# OBJECTIVE:
Can you write out all of the items below word for word, without the pictures?
* begin *
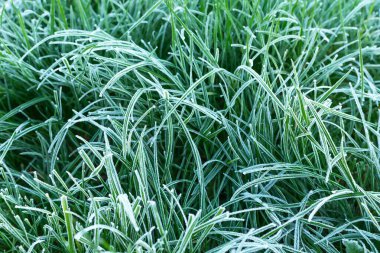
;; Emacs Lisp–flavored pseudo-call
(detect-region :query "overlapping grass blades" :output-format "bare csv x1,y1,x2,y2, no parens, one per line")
0,0,380,253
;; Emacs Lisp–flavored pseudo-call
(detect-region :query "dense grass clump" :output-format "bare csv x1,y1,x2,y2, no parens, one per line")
0,0,380,253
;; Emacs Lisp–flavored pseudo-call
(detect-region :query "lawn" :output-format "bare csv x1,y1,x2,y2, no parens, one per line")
0,0,380,253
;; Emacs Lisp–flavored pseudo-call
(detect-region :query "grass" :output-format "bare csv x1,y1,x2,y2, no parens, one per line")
0,0,380,253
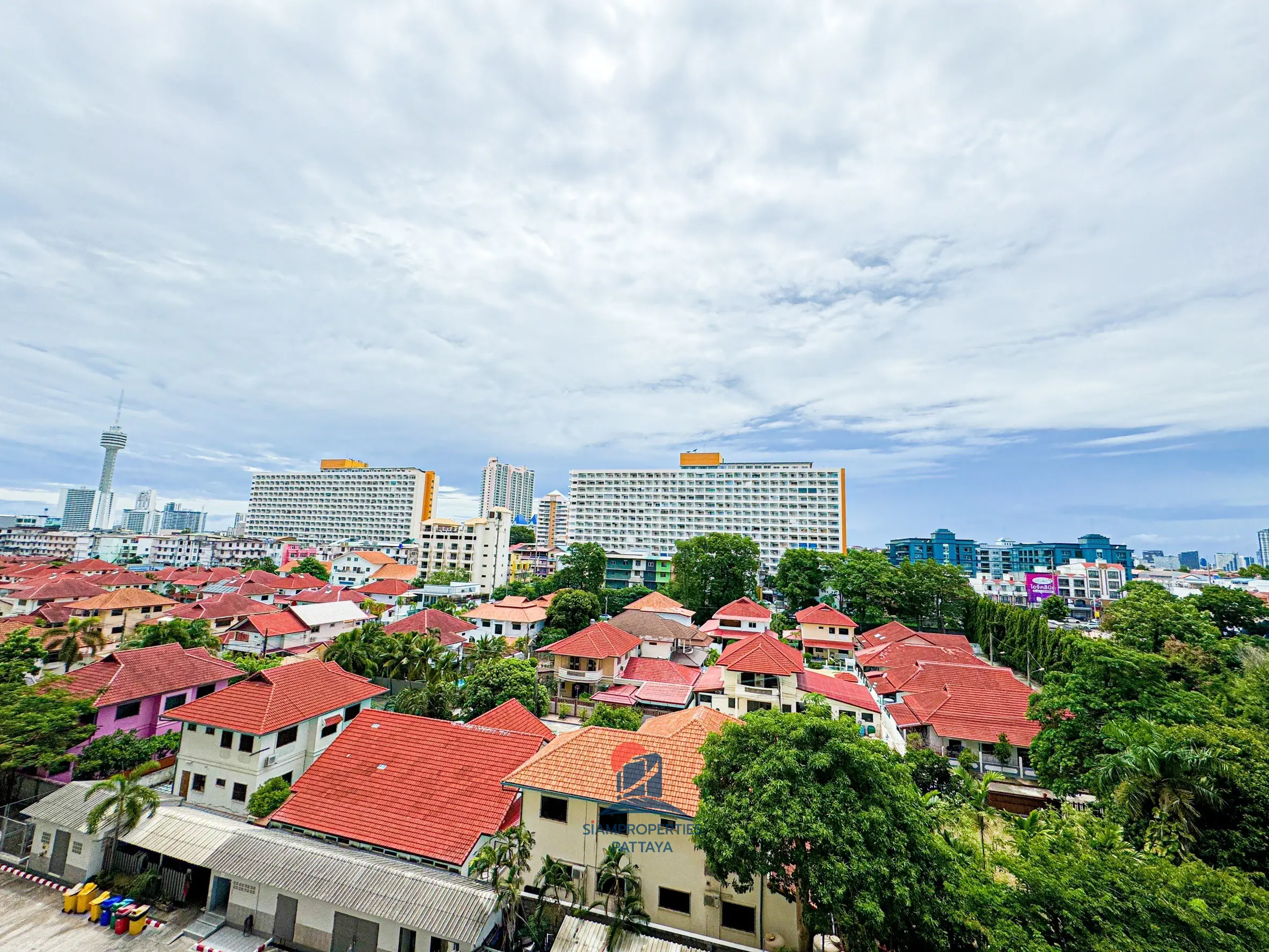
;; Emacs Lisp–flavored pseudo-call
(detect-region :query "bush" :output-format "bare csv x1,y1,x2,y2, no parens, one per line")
246,777,290,817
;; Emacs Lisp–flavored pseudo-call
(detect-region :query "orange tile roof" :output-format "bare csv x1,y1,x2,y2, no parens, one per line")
718,631,803,674
272,711,542,866
164,661,387,736
545,622,642,657
793,602,855,628
468,697,555,740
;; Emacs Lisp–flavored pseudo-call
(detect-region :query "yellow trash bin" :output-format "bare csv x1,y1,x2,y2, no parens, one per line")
87,890,111,923
128,906,150,935
62,882,84,913
75,882,97,913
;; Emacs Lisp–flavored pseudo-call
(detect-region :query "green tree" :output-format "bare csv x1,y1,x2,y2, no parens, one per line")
246,777,290,817
775,548,827,612
669,532,761,622
1039,595,1071,622
586,702,644,731
547,589,599,635
238,556,279,575
84,763,160,863
1089,721,1230,853
75,730,181,781
1102,581,1220,653
557,542,608,595
463,657,551,721
693,711,954,951
822,548,896,628
290,556,330,581
1186,585,1269,636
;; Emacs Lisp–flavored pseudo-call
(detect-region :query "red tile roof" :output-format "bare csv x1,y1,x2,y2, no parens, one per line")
718,631,803,674
793,602,855,628
713,595,771,621
167,591,282,621
273,711,542,866
541,622,641,657
891,684,1039,748
164,661,387,736
468,697,555,740
797,671,881,711
621,655,701,688
66,642,243,707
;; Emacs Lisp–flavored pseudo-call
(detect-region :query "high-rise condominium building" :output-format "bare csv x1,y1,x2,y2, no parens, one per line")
480,456,533,519
537,489,568,548
568,453,847,573
246,459,436,546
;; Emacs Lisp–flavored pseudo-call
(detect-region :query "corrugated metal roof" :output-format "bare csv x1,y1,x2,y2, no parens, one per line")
206,827,498,944
551,915,695,952
119,806,245,866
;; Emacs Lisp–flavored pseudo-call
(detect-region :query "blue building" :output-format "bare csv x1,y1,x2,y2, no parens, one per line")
889,529,979,575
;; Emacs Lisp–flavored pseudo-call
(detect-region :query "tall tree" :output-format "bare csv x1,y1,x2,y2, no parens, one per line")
670,532,761,621
558,542,608,594
775,548,827,612
693,711,953,952
547,589,599,635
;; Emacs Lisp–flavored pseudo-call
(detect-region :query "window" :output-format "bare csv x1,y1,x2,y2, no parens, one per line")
538,797,568,823
656,886,691,915
722,899,754,933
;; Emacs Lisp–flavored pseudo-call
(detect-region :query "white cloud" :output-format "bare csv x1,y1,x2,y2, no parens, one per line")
0,0,1269,492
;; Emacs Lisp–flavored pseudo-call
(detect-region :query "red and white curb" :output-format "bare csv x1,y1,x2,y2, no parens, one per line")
0,863,165,934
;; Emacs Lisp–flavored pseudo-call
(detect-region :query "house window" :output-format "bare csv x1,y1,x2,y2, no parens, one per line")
656,886,691,915
538,797,568,823
722,899,754,933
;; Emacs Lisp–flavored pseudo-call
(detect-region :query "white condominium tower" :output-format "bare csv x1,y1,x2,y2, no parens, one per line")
568,453,847,573
246,459,436,546
480,456,533,519
536,489,568,548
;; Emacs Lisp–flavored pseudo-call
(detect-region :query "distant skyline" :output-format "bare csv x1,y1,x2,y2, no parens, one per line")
0,0,1269,555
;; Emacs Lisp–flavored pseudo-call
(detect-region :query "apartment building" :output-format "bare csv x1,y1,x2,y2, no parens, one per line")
537,489,568,548
415,508,513,595
246,459,436,547
568,453,847,574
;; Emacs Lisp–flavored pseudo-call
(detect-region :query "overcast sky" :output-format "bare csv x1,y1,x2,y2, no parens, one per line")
0,0,1269,553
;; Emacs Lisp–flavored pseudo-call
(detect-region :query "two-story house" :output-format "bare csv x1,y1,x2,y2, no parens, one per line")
538,622,642,697
505,707,797,948
167,660,387,814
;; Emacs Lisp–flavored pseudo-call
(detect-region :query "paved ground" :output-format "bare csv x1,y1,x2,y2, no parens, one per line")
0,873,196,952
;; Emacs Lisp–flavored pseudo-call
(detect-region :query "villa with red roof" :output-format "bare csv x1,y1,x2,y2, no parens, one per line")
166,660,387,814
269,711,546,875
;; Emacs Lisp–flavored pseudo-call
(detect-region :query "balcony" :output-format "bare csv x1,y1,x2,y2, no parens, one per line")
556,668,604,684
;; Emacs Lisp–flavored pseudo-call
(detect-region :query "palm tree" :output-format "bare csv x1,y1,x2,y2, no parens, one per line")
47,616,105,674
952,767,1005,869
1089,721,1230,853
84,760,160,855
590,843,648,952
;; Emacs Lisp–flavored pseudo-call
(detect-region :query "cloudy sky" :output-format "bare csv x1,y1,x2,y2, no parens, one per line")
0,0,1269,553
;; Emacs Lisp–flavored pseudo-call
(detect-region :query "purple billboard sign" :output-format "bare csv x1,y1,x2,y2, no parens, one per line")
1026,573,1057,605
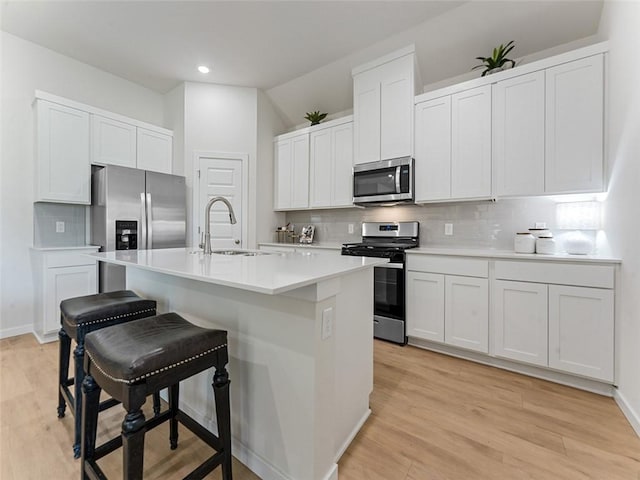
* end *
# RESPONSE TO THE TASK:
;; Emacs Lisp–flavored pseudo-call
(detect-region :query "overlapping grass blades" :output-format "bare csv x1,y1,x2,y2, no parens, one per line")
0,0,380,253
;; Emacs Lisp–flavored pseudo-call
(detect-region :query "dense grass clump" :output-format "bare csv x1,y1,x2,y2, no parens, one per line")
0,0,380,253
;; Emacs Lisp–flavored pseudo-call
(detect-region :query "lawn" :output-format "bare csv x1,y1,x2,y2, no parens, one per line")
0,0,380,253
;; Emacs Lisp–flavored pseudo-call
(detect-region :query "grass" :output-format "bare csv x1,y1,x2,y2, no parens, one per line")
0,0,380,253
;; Emacs Lisp–flavored pseudo-call
(detect-region :query "bush" :output-format "bare csv x1,y1,x2,y2, no parens, one per line")
246,777,290,817
;; Emacs Lisp–flavored pseudo-call
(detect-region :query "orange tile roof" :output-format "bare csv x1,y1,x2,y2, no parens, one per line")
718,631,803,674
272,711,542,866
164,661,387,736
545,622,642,657
793,602,855,628
468,697,555,740
;; Emacs Lisp–flavored pseudo-call
(detect-region :query "yellow trash bin" :output-format "bare csv x1,y1,x2,y2, no parens, one per line")
87,890,111,923
128,906,150,935
62,882,84,913
75,882,97,913
;; Emacs Lisp–flavored pseudo-call
(detect-region :query "green tree" :output-format "bare csv x1,y1,x2,y2, no parens, one per line")
246,777,290,817
775,548,827,612
669,532,761,622
1039,595,1071,622
586,702,644,731
547,589,599,635
238,556,279,575
84,763,160,863
1089,721,1230,853
75,730,181,781
1102,581,1220,653
557,542,608,595
463,657,551,721
693,711,954,951
822,548,896,628
290,556,330,581
1186,585,1269,636
;; Emacs Lisp–flavored pseudo-call
(detect-region :query "red tile roof" :output-format "bare csv x1,y1,x2,y2, no parens, one per line")
718,631,803,674
793,602,855,628
713,595,771,621
167,591,282,621
273,711,542,866
541,622,641,657
891,684,1039,748
164,661,387,736
468,697,555,740
797,671,881,711
621,655,701,688
66,642,243,707
;; Emacs Lisp–flavored pseudo-call
(detect-region :query "high-rise condominium building" :output-format "bare csv x1,y1,x2,y2, no parens, one per line")
480,456,533,519
537,489,568,548
568,453,847,573
246,459,436,546
;; Emacs Lisp–flavored pseudo-call
(detect-region :query "corrugated metal roof" :output-format "bare csv x1,y1,x2,y2, no parens, one per line")
206,827,498,944
551,915,695,952
119,806,245,866
;; Emacs Lisp–flavored pseudo-call
(detect-region :query "blue building" :output-format "bare csv x1,y1,x2,y2, no parens, one per line")
889,529,979,575
;; Emacs Lisp–flavored pseudo-call
(detect-region :query "tall tree" :output-format "bare csv x1,y1,x2,y2, no parens, one per line")
670,532,761,621
558,542,608,594
775,548,827,612
693,711,953,952
547,589,599,635
;; Emacs Lisp–flavored pseudo-call
(detect-region :query "window" :output-format "bare csv x1,y1,x2,y2, no parens, one per line")
538,797,568,823
656,886,691,915
722,899,754,933
;; Emacs Lisp–flavored pseudo-call
(detect-region :query "white cloud" :output-format "bare csv x1,y1,x2,y2, no parens, one per line")
0,0,1269,492
;; Emacs Lisp–flavored pseudo-call
(detect-region :query "red and white curb" :output-format "bare csv x1,y1,x2,y2, no parens, one per line")
0,863,165,934
;; Emacs Lisp–flavored pseudo-call
(detect-region :query "house window" :output-format "bare csv x1,y1,x2,y2, no parens, one per line")
656,886,691,915
538,797,568,823
722,899,754,933
;; Emacs Lisp–flavored pseudo-call
(detect-region :query "white condominium tower" :output-format "bare csv x1,y1,x2,y2, no parens, one per line")
568,453,847,573
246,459,436,546
480,456,533,519
536,489,568,548
;; Emacs Lisp–flavored pseudo-call
(detect-region :query "distant skyline" :output-format "bare csv x1,y1,x2,y2, no parens, one per line")
0,0,1269,555
;; Emacs Lisp–flavored pseudo-call
(detect-region :query "apartment building" :output-format "bare csv x1,y1,x2,y2, no parens, one per line")
537,489,568,548
415,508,513,595
246,459,436,547
568,453,847,574
;; Emacs Lisp–flavored pseudo-call
(detect-region :query "overcast sky" :output-format "bare csv x1,y1,x2,y2, no parens, one per line")
0,0,1269,553
;; Emacs Lisp–flavored pseudo-call
(detect-region :query "two-story house" :output-format "bare csv x1,y1,x2,y2, no parens, one per line")
538,622,642,697
505,707,797,948
167,660,387,814
;; Emacs Lisp–flavored pseudo-call
(detect-region :query "paved ground" :output-format "bare csv x1,y1,x2,y2, no parens, one per line")
0,873,196,952
;; Emacs Lisp–flavored pseudo-call
(detect-region :query "villa with red roof" :output-format "bare csv x1,y1,x2,y2, no parens, one per line")
166,660,387,814
269,711,546,875
;; Emacs Lisp–flavored pseudo-call
(detect-region :query "balcony" :output-format "bare csv x1,y1,x2,y2, no parens, one per line")
556,668,604,684
;; Emacs Lisp–flavored pseudo-call
(detect-region :query "palm tree" :output-format "bare csv x1,y1,x2,y2, no parens, one per line")
47,616,105,674
952,767,1005,869
1089,721,1230,853
84,760,160,855
590,843,648,952
;; Emacs Lisp–flavored pseudo-call
(detect-region :query "cloudy sky" :output-format "bare csv x1,y1,x2,y2, no parens, one per line")
0,0,1269,553
;; Emacs Lisp–flavored pseudo-call
(detect-region :query "purple billboard sign" :output-format "bare csv x1,y1,x2,y2, no parens, one per line")
1026,573,1057,605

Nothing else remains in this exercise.